- [Provided records]:
◇ ◇ ◇
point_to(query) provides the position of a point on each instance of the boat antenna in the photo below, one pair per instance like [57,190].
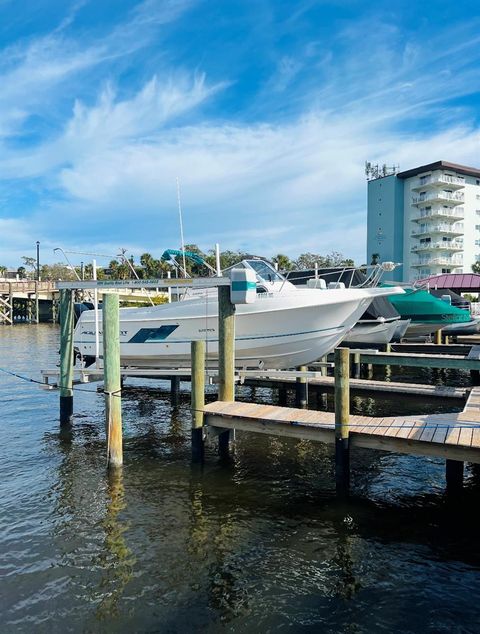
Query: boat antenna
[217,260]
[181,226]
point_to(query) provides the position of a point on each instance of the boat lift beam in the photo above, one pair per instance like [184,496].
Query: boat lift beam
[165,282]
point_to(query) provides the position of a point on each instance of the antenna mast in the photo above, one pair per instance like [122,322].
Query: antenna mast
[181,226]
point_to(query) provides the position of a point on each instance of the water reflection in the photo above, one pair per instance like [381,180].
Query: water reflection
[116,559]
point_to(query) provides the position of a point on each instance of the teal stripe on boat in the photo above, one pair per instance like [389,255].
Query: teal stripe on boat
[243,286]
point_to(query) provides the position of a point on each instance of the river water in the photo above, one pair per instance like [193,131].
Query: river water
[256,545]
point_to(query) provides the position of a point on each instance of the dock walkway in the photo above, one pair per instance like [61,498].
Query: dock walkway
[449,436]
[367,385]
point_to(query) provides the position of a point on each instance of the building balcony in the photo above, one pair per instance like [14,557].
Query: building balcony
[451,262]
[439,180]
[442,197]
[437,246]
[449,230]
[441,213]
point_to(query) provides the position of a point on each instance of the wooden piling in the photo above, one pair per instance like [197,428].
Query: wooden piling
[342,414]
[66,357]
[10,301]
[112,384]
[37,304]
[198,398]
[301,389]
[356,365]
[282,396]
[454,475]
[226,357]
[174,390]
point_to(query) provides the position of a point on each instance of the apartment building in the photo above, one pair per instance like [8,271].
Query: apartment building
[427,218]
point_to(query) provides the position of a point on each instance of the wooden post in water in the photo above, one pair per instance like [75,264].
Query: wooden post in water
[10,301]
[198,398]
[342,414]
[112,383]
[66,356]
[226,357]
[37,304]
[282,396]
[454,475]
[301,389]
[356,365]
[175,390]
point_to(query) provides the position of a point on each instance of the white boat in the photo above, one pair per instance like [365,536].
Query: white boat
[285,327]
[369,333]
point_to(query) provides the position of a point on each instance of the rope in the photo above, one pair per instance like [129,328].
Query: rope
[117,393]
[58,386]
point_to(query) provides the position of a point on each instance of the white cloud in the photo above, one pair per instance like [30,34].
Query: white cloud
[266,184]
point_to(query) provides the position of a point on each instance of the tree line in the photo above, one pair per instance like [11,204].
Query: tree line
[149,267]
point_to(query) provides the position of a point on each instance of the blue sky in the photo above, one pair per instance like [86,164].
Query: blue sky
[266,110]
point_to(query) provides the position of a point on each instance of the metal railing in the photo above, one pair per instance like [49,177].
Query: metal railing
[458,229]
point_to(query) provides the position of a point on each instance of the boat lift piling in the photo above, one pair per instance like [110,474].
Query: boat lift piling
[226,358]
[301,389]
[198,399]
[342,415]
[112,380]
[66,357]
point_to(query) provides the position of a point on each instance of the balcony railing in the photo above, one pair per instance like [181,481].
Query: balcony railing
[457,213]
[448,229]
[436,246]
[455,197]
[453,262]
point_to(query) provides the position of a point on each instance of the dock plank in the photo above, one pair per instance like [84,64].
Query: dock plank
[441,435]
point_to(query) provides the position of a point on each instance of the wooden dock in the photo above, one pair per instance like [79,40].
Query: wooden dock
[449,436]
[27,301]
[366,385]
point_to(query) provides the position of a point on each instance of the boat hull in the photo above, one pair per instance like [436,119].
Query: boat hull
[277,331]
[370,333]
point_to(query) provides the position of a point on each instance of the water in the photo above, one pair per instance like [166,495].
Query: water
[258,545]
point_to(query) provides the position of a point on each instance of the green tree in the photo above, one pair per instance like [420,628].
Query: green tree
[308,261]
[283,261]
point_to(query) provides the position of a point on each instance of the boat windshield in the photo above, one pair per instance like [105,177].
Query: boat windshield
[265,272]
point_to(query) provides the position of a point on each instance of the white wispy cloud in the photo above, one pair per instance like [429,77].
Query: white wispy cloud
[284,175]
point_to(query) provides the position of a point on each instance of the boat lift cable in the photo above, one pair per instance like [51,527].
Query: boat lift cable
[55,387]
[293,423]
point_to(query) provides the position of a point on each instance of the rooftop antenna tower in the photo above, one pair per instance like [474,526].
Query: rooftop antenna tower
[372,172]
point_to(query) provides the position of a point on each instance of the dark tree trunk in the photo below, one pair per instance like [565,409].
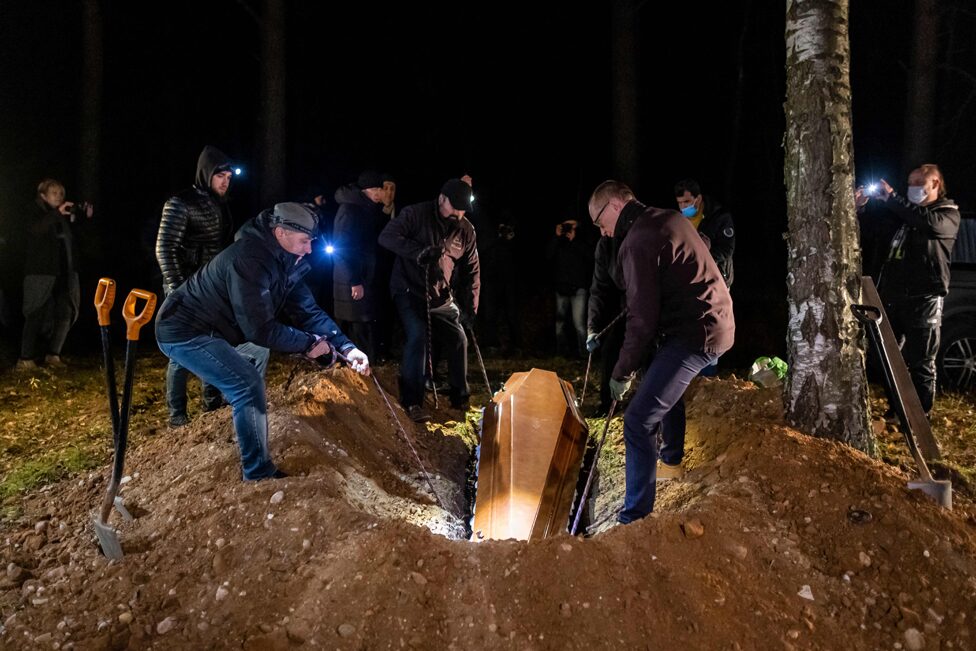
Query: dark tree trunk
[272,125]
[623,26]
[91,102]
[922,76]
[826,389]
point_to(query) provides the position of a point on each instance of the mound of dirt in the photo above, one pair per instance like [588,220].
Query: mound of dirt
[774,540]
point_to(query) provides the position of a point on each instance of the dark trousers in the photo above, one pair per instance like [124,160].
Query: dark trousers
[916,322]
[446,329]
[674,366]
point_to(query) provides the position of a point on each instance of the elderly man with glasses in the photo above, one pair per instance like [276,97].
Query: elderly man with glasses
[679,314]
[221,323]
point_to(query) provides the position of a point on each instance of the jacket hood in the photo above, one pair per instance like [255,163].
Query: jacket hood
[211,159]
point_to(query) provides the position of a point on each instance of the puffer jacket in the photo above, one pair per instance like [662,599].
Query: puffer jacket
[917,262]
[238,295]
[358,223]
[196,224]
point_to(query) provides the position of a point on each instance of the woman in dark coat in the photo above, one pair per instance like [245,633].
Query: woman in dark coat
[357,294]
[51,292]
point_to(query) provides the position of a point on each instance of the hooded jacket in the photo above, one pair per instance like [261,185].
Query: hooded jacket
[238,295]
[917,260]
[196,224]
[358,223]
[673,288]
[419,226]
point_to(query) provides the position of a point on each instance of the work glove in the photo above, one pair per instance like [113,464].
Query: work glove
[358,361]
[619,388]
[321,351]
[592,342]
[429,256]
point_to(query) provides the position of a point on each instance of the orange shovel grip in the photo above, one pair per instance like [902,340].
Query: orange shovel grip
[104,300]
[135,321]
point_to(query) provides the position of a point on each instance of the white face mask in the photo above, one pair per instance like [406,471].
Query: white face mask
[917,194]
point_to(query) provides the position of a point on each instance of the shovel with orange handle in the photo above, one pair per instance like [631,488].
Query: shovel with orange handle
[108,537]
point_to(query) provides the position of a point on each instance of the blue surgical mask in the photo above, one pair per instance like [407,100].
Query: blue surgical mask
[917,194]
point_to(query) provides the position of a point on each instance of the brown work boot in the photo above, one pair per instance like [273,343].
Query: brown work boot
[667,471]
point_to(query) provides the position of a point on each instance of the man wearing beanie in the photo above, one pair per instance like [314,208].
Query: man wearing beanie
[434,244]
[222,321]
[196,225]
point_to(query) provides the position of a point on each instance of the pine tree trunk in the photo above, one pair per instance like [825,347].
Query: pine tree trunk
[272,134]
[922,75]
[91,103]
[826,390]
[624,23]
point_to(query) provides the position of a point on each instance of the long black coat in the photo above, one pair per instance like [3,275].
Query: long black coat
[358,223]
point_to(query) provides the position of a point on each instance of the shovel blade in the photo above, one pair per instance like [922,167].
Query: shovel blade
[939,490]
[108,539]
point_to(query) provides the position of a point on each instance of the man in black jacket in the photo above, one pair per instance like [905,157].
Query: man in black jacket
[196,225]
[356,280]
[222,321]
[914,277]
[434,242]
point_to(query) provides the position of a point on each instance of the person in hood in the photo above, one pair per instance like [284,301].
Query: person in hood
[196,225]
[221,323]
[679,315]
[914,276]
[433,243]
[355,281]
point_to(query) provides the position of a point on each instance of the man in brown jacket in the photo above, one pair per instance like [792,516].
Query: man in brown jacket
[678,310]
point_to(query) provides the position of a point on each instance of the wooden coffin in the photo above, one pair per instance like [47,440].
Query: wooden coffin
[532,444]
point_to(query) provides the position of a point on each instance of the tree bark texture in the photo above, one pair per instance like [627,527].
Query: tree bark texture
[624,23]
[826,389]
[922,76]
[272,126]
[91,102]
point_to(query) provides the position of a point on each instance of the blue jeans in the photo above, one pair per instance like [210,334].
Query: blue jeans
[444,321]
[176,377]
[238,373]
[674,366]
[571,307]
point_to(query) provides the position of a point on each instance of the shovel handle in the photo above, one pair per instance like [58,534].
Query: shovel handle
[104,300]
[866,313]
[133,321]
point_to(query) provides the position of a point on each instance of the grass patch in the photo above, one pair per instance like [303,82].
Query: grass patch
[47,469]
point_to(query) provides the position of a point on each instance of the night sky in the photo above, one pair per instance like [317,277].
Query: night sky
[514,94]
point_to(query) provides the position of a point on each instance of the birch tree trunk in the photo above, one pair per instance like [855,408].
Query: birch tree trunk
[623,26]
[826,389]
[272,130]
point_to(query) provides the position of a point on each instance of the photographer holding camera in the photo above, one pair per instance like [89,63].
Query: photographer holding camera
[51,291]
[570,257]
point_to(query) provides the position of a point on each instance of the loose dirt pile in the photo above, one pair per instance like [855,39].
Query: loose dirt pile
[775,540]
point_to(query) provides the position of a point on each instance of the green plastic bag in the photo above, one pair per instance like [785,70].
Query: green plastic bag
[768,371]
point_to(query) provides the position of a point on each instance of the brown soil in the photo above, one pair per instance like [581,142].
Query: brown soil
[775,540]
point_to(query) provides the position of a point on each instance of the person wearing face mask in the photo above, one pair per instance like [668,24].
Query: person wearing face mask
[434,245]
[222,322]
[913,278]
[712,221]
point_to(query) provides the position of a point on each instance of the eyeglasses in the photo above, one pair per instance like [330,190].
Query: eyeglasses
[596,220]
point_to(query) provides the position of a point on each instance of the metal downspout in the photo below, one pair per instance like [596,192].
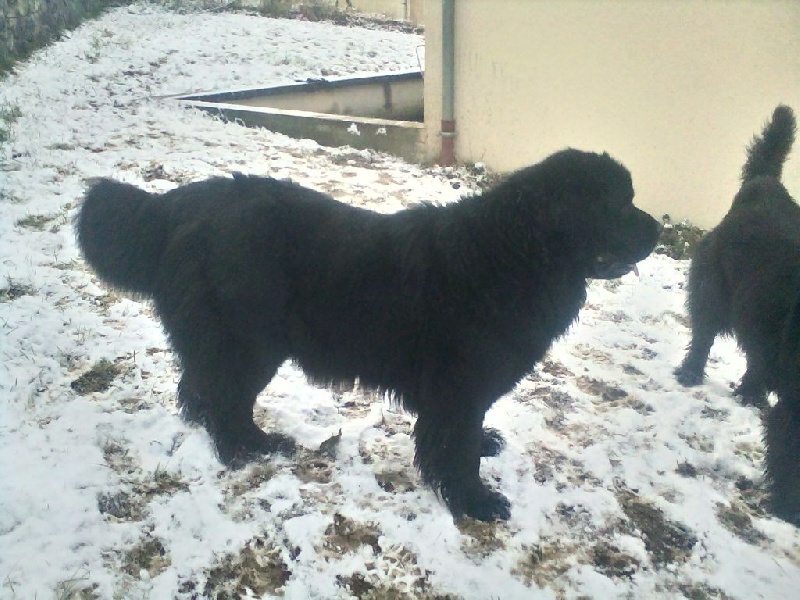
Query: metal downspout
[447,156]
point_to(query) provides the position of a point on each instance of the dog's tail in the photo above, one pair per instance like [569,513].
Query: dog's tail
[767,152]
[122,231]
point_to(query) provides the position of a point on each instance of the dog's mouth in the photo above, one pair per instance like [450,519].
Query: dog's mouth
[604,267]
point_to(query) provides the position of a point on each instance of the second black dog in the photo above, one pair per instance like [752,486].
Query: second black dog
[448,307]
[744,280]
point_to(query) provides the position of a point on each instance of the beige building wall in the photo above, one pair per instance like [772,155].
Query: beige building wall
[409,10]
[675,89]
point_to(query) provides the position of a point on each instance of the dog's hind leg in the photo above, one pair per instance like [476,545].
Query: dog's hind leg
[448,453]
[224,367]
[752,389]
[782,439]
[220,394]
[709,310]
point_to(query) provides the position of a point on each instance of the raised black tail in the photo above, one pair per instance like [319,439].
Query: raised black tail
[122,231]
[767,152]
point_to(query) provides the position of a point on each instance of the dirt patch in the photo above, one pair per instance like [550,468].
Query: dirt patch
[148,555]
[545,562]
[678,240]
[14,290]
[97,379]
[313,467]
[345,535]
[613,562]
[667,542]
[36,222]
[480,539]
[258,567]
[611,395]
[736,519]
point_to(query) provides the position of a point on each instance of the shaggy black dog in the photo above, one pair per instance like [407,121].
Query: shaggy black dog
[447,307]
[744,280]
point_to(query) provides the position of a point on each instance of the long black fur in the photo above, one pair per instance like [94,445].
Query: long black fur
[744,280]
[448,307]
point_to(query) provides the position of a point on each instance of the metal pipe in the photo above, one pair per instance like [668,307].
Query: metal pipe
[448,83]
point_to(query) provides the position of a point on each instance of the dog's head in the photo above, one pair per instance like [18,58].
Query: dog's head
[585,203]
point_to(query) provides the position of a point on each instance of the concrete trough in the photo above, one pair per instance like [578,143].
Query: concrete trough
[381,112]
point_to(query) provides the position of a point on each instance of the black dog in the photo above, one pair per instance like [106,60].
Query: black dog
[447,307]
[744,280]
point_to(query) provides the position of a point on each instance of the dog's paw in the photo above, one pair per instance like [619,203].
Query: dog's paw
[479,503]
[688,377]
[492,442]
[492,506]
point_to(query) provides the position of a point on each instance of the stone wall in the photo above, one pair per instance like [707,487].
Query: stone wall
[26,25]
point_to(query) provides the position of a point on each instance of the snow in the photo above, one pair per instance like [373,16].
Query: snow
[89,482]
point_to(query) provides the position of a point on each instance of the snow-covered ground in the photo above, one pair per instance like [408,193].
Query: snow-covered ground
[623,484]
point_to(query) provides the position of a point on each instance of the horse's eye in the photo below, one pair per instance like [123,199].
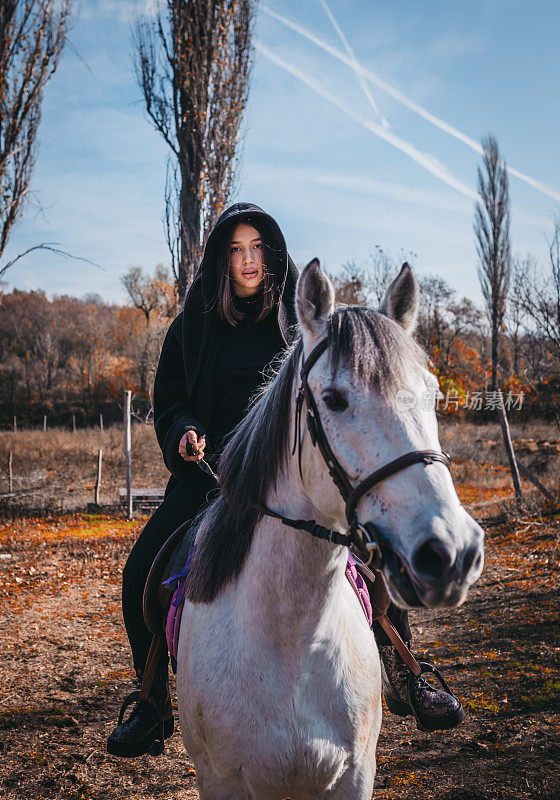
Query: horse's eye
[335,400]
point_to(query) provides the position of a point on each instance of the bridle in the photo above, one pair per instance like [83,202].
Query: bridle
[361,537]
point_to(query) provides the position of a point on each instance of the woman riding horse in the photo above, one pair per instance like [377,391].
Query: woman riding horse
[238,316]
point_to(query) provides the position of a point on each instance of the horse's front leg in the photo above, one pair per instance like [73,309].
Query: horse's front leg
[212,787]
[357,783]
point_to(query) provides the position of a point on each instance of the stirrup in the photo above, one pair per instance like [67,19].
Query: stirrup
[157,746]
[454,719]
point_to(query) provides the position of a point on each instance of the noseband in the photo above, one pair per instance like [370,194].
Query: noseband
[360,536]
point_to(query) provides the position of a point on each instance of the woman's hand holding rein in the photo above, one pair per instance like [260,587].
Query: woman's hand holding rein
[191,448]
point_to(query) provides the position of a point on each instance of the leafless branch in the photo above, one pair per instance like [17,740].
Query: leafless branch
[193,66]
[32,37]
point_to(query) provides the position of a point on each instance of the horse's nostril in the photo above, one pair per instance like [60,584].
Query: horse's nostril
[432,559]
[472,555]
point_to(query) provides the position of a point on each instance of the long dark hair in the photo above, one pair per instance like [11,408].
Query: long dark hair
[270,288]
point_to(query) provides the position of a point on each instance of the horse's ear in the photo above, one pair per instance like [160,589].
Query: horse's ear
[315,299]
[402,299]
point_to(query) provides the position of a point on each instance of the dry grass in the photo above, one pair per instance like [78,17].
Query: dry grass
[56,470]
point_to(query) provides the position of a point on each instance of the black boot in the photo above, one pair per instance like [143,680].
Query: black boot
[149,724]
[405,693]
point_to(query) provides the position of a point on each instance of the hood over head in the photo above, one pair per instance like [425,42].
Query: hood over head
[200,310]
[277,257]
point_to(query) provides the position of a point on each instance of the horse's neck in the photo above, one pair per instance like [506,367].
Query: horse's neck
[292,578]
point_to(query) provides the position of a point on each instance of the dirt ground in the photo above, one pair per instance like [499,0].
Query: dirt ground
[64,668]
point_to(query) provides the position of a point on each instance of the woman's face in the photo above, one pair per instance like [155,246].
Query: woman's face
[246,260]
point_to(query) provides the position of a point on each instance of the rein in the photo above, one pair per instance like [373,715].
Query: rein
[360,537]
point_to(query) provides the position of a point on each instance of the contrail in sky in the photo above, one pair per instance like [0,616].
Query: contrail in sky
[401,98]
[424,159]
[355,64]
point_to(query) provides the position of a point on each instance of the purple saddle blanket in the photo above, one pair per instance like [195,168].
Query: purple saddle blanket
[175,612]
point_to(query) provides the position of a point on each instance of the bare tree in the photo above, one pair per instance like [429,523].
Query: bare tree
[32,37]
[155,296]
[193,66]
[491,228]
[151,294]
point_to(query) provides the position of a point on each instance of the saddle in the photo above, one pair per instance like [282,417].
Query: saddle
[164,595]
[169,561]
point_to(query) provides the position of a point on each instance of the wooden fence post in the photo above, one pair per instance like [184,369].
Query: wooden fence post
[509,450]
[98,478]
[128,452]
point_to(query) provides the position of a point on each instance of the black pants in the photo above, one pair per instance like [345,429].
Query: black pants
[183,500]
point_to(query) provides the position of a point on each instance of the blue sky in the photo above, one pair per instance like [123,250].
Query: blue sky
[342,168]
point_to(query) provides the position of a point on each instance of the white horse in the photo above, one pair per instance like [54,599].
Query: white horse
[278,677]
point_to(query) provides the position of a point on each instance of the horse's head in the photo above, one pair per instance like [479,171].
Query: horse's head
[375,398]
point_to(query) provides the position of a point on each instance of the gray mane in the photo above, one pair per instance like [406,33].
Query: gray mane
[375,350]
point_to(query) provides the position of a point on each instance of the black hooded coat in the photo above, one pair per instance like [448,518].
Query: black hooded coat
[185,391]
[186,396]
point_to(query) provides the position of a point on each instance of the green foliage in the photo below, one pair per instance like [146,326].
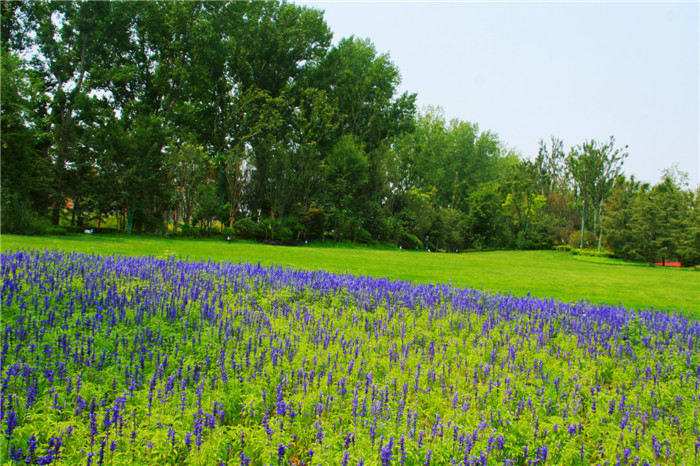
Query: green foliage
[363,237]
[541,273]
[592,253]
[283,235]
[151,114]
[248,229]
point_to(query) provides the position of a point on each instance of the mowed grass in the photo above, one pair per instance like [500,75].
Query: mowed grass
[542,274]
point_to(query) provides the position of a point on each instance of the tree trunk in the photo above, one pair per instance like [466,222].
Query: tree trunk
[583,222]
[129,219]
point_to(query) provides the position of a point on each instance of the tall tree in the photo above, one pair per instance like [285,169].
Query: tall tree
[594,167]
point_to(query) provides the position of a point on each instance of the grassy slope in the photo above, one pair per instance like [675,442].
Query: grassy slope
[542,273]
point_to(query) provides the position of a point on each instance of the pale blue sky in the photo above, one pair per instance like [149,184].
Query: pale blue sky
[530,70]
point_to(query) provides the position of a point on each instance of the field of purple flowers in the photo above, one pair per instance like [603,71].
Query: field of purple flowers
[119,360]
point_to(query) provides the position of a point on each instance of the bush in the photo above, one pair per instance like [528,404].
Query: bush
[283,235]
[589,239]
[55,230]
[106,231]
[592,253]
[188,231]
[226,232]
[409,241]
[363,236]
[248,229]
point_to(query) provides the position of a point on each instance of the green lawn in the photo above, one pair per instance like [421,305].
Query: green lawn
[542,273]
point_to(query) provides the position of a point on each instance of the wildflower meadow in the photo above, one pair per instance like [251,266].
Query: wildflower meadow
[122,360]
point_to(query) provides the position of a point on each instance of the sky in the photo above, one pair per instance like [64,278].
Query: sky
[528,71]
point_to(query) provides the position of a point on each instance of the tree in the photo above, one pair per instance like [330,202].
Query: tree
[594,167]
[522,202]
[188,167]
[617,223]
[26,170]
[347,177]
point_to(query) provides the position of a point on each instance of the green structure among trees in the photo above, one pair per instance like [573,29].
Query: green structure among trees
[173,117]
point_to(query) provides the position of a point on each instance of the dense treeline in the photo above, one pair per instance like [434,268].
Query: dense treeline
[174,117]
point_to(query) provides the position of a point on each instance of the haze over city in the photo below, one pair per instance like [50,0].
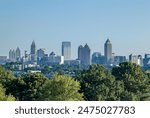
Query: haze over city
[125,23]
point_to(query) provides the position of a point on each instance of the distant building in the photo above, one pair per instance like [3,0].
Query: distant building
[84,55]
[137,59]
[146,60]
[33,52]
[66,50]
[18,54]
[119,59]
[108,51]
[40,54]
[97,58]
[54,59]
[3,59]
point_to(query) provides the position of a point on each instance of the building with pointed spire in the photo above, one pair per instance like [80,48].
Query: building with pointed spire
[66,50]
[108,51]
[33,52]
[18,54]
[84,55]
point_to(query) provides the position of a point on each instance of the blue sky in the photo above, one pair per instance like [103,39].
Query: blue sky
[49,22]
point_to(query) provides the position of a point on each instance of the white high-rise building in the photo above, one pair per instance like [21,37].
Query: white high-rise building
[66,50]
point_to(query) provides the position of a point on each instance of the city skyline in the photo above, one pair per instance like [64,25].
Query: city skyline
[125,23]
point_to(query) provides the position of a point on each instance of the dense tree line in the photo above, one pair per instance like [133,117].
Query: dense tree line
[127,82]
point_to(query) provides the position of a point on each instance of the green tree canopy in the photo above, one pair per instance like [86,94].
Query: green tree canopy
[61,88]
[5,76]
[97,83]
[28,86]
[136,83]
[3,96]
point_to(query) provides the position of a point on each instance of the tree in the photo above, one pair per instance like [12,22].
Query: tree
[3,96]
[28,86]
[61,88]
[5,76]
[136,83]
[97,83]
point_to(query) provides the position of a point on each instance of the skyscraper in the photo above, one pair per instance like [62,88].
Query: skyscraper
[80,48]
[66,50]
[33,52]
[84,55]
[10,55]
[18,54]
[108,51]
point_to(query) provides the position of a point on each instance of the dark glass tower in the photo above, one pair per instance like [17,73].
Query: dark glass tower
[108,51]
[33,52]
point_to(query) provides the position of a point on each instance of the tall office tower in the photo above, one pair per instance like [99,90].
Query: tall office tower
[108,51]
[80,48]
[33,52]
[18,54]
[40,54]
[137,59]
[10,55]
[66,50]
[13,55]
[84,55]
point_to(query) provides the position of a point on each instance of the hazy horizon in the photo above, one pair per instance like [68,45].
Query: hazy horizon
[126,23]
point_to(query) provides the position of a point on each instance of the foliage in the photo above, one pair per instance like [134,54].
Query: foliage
◇ ◇ ◇
- [What needs to be done]:
Only the lines from the beginning of the listing through the line with "instance like [389,255].", both ends included, are to be repeated exactly; pictures stay out.

- [Task output]:
point_to(query) provides the position of a point on each instance of the boat antenna in the photo below, one pair per instance like [57,190].
Query: boat antenna
[217,260]
[181,226]
point_to(query) provides the position of a point on each instance of the boat lift beam in the photo above, one pair per instance like [184,496].
Query: boat lift beam
[165,282]
point_to(query) provides the position of a point on each instance of the antenna mast in the photo above, one pair per instance like [122,322].
Query: antenna mast
[181,226]
point_to(query) provides the position of a point on each instance of the water reflection in the photo above, one pair per instance like [381,180].
Query: water reflection
[116,559]
point_to(query) provides the position of a point on each instance of the teal stripe on boat in the photo above, one pair per instance like [389,255].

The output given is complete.